ENTRIES PROVIDED:
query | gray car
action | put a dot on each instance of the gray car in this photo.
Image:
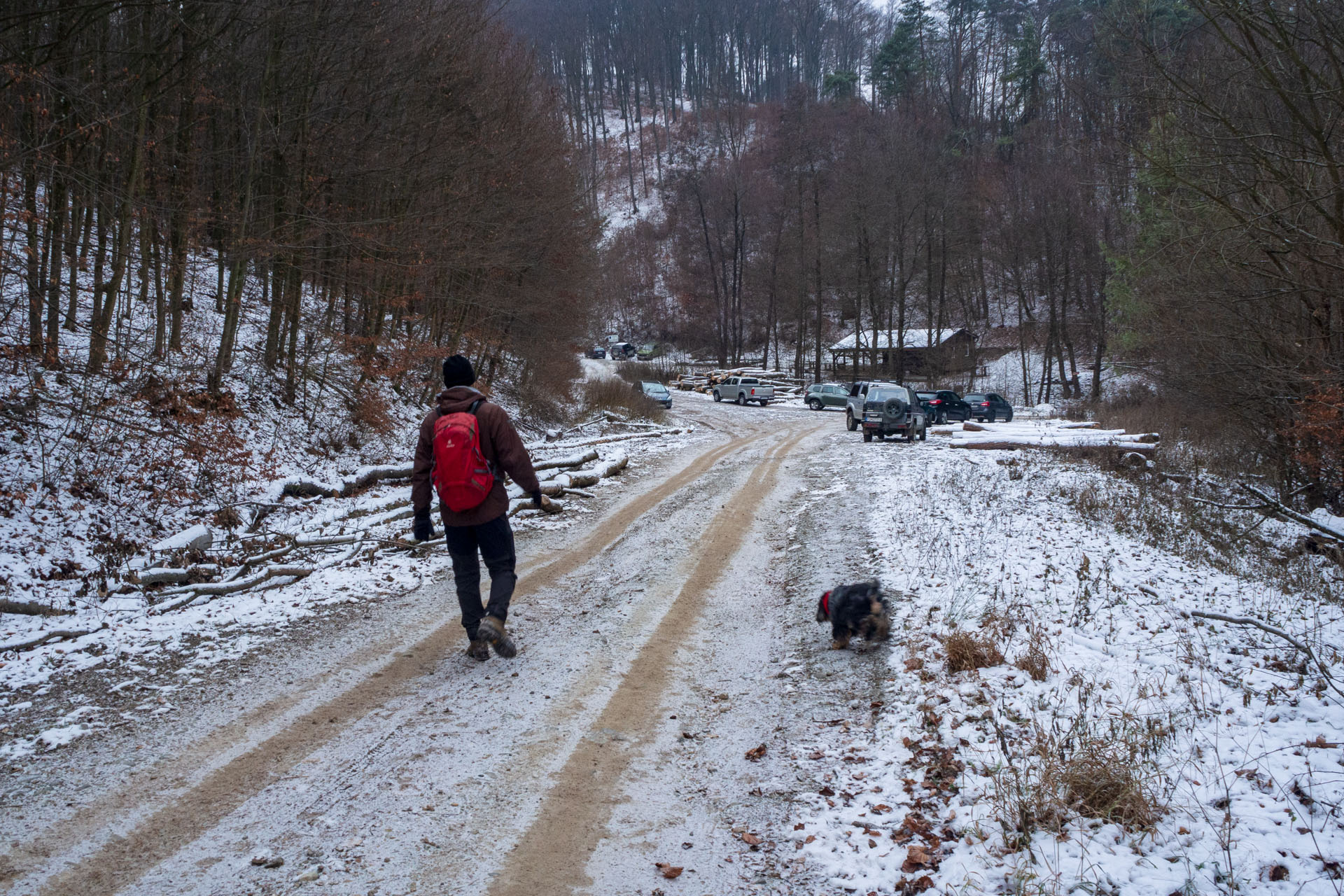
(657, 393)
(825, 396)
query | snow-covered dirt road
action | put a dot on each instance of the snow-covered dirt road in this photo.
(676, 723)
(382, 755)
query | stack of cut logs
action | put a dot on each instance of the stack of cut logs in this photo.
(784, 384)
(356, 533)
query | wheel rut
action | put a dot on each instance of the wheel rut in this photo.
(115, 841)
(553, 855)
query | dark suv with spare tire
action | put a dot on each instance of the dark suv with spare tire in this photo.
(886, 409)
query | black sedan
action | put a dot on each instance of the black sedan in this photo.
(944, 406)
(990, 406)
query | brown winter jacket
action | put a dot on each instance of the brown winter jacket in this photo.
(500, 445)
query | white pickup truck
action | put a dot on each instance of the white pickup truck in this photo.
(743, 390)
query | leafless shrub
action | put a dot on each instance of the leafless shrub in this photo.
(1096, 769)
(968, 650)
(620, 398)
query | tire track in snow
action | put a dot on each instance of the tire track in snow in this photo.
(121, 837)
(553, 855)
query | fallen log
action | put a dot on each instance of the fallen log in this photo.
(1287, 512)
(59, 634)
(31, 609)
(1276, 631)
(624, 437)
(573, 460)
(1006, 445)
(372, 476)
(217, 589)
(172, 575)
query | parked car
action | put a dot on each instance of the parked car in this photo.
(944, 406)
(825, 396)
(990, 406)
(892, 410)
(854, 403)
(657, 393)
(742, 390)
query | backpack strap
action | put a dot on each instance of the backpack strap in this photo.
(472, 412)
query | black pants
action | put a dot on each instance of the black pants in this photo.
(495, 543)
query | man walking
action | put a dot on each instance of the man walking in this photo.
(465, 447)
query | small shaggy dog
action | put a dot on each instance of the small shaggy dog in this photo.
(855, 610)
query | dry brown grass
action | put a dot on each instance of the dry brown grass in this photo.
(968, 650)
(620, 398)
(1102, 780)
(1035, 663)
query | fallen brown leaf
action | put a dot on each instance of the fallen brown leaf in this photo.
(917, 859)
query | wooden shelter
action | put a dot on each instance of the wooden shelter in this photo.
(924, 355)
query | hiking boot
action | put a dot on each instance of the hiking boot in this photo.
(492, 631)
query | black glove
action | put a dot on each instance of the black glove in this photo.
(424, 530)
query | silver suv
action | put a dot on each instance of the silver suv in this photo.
(886, 409)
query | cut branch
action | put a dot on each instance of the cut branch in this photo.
(59, 634)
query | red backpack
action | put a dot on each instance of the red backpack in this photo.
(461, 475)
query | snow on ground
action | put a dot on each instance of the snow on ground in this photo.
(131, 645)
(97, 469)
(1160, 752)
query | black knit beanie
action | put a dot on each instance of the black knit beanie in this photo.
(457, 371)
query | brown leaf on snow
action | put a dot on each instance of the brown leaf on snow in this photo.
(920, 859)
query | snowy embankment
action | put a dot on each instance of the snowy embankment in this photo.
(100, 469)
(1057, 716)
(244, 590)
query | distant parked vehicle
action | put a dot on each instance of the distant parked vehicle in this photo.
(825, 396)
(743, 390)
(990, 406)
(944, 406)
(657, 393)
(892, 410)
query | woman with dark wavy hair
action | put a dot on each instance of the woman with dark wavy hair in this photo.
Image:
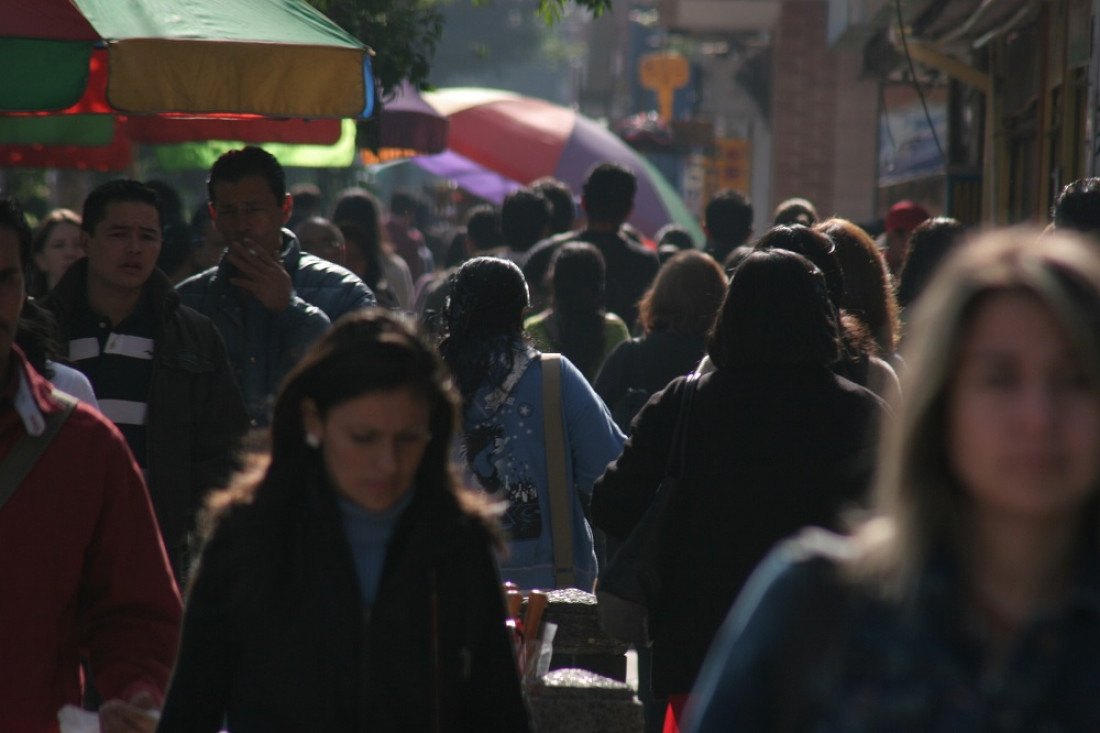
(969, 599)
(677, 313)
(348, 582)
(774, 439)
(499, 375)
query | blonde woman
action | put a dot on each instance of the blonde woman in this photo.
(971, 599)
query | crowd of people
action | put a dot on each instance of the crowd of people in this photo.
(267, 469)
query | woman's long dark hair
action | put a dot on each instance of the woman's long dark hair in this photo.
(365, 351)
(578, 276)
(777, 313)
(483, 321)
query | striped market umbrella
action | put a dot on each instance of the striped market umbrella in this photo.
(521, 139)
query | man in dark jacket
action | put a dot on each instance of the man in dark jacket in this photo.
(270, 299)
(607, 198)
(158, 369)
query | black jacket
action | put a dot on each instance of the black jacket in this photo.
(195, 417)
(639, 368)
(769, 450)
(630, 269)
(303, 654)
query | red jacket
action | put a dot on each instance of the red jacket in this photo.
(83, 570)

WHAT IS BEING ASKED:
All entries above, minus the pictures, should be repeated exactly.

WRITTEN ANSWER:
query | gray car
action | put a dot on each instance of the gray car in this photo.
Image:
(657, 393)
(825, 396)
query | snow-covered dirt road
action | put a dot on each instance of the snow-covered dirt road in this photo.
(676, 723)
(382, 755)
query | stack of cut logs
action | put a dot on each instance of the stack of cut logs in this photo.
(784, 384)
(356, 533)
query | wheel rut
action | put a dot on each instance of the wheel rut in this photo.
(115, 841)
(553, 855)
query | dark suv with spare tire
action | put a dot on each instance of the dark suv with spare tire in this photo.
(886, 409)
query | black sedan
action | put a dot on each instance of the black sedan in this photo.
(944, 406)
(990, 406)
query | brown winter jacket
action | put a dot on each instance of the brown winter jacket in this photo.
(500, 445)
query | white pickup truck
action | put a dot on each instance of the white pickup truck in this photo.
(743, 390)
query | leafless shrub
action | put a dot on each instance of the leafless shrub in this photo.
(1096, 769)
(968, 650)
(620, 398)
query | tire track in snow
action | put a dot on each instance of the tire track in snow in this photo.
(121, 837)
(553, 855)
query | fallen log
action | put a dot on each instance of the fallen log in this photo.
(1287, 512)
(59, 634)
(31, 609)
(1276, 631)
(624, 437)
(573, 460)
(1006, 445)
(372, 476)
(217, 589)
(172, 575)
query | parked car
action | put a dot on each instance of the parked car in this photo.
(944, 406)
(825, 396)
(990, 406)
(892, 410)
(854, 403)
(657, 393)
(742, 390)
query | backpack strap
action | put a dot on each instance of the backpack strap in this photo.
(472, 412)
query | black pants
action | put a dot on each instance of the black pants in this photo.
(495, 543)
query | man walking
action | put a dot on each instance of the man walking in this photo.
(465, 447)
query | small shaggy dog
action | put a dot on each instance of the small shaggy dog in this photo.
(855, 610)
query | dry brown grass
action | put a dot on each instance of the dry brown grass in this photo.
(968, 650)
(620, 398)
(1102, 780)
(1035, 663)
query | fallen brown leaf
action | put a dot on each instance of the fallen brown leaf in this photo.
(917, 859)
query | wooden shelter
action | put a dot on each instance of the wooden shelter in this photo.
(924, 355)
query | hiking boot
action | put a dot on each instance of the hiking boot in this photo.
(492, 631)
query | black glove
action | put a dot on each instance of the black glove in this photo.
(424, 530)
query | silver suv
action | put a dot on each instance of the silver suv in this photo.
(886, 409)
query | cut branch
action | put a dot on each instance of the cut branch in this photo.
(59, 634)
query | red backpack
action | put a dot on each instance of the red backpack in this photo.
(461, 475)
query | snow on ground
action | put a dot on each instance of the snow on ground in this photo.
(131, 645)
(97, 469)
(1160, 752)
query | black knit beanie
action | put a dot on each instance of the black knit beanie in this photo.
(457, 371)
query | brown leaf on snow
action | put a dot on each instance of the brown leaf on snow in this photo.
(920, 859)
query | snowy embankment
action | put a dot on each instance of the snowy embankment in this photo.
(100, 469)
(1057, 716)
(244, 590)
query | distant parked vehicle
action | put a dot on each instance of the distant parked vehicle in this photo.
(825, 396)
(743, 390)
(990, 406)
(944, 406)
(657, 393)
(892, 410)
query | woman with dark wavy hair
action | put a dot on each instance of the woman with dark wavy hair in this photo.
Image:
(969, 599)
(677, 313)
(348, 582)
(774, 439)
(499, 375)
query | blonde woman
action | put a dot on each instance of the blonde woman in this photo.
(971, 599)
query | crowd of people
action | put a dot on each instance of the crowd of people in this photo.
(267, 469)
query | woman's long dark hair
action | put a dot on each instance of the woman's long dark hair in this photo.
(365, 351)
(578, 276)
(777, 313)
(483, 321)
query | striped market umbrella
action | put a dot on each instance of the striped market umbrella in this photo.
(521, 139)
query | man in dark jacket
action | put a dot on each instance of the man in dark jacket in this photo.
(270, 299)
(607, 198)
(158, 369)
query | black jacket
action | put a dot on each instance of the black jacket in this photo.
(195, 417)
(639, 368)
(769, 450)
(630, 269)
(303, 654)
query | red jacket
action | put a dot on each instance of the red jacket in this photo.
(83, 570)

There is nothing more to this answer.